**Task to complete**
Retype only the lines from the top of the records to the line with "pale bare rock", including that line but none of the pictures.

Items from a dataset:

·····

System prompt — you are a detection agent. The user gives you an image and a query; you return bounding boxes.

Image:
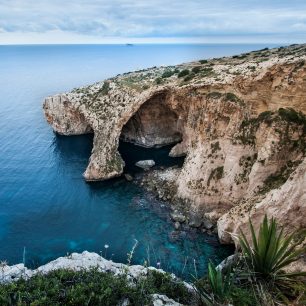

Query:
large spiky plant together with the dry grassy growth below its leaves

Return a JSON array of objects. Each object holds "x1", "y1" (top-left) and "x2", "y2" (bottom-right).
[{"x1": 239, "y1": 216, "x2": 306, "y2": 305}]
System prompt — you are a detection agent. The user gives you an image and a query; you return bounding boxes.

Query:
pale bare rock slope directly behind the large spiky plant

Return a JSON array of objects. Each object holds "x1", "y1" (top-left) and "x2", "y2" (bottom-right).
[{"x1": 218, "y1": 160, "x2": 306, "y2": 243}]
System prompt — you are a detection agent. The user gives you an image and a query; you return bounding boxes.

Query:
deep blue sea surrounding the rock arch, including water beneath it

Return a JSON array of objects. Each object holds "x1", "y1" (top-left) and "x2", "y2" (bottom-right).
[{"x1": 0, "y1": 44, "x2": 280, "y2": 278}]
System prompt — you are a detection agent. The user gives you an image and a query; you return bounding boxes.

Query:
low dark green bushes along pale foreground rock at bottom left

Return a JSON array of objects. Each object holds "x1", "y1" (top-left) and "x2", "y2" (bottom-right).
[{"x1": 0, "y1": 269, "x2": 191, "y2": 306}]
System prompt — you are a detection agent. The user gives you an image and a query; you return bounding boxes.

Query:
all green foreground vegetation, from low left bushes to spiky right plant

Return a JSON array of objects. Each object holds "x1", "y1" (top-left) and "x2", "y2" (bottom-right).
[{"x1": 0, "y1": 216, "x2": 306, "y2": 306}]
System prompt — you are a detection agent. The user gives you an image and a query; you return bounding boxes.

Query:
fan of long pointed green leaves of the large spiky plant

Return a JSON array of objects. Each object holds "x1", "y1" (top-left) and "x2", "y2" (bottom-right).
[{"x1": 239, "y1": 216, "x2": 305, "y2": 280}]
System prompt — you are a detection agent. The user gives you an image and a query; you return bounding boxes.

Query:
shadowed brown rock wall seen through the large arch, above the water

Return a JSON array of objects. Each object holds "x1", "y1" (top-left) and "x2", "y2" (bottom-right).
[{"x1": 121, "y1": 94, "x2": 182, "y2": 147}]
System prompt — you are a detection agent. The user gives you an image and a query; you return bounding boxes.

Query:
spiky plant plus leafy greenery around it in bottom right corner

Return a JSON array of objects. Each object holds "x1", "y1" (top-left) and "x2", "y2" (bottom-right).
[{"x1": 196, "y1": 216, "x2": 306, "y2": 306}]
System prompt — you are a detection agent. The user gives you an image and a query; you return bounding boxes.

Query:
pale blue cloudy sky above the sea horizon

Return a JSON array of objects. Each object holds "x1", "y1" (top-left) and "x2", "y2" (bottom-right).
[{"x1": 0, "y1": 0, "x2": 306, "y2": 44}]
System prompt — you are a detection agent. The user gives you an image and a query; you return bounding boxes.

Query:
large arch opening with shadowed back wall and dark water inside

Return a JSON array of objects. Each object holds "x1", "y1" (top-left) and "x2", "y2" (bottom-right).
[{"x1": 119, "y1": 93, "x2": 184, "y2": 172}]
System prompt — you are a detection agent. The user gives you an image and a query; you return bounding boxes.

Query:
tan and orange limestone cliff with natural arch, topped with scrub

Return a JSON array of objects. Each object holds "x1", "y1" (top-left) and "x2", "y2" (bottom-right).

·····

**Result of the exercise**
System prompt — you are a detection agent. The user gives you an image and a query; you return bounding boxes.

Image:

Query:
large spiky plant together with the dry grassy growth below its leaves

Return a JSON array of objects. Each object holds "x1", "y1" (top-left) and "x2", "y2" (bottom-right).
[{"x1": 239, "y1": 216, "x2": 306, "y2": 305}]
System prompt — you are a detection agent. The user gives you an image and a query; you return bounding boxes.

Query:
pale bare rock slope directly behind the large spiky plant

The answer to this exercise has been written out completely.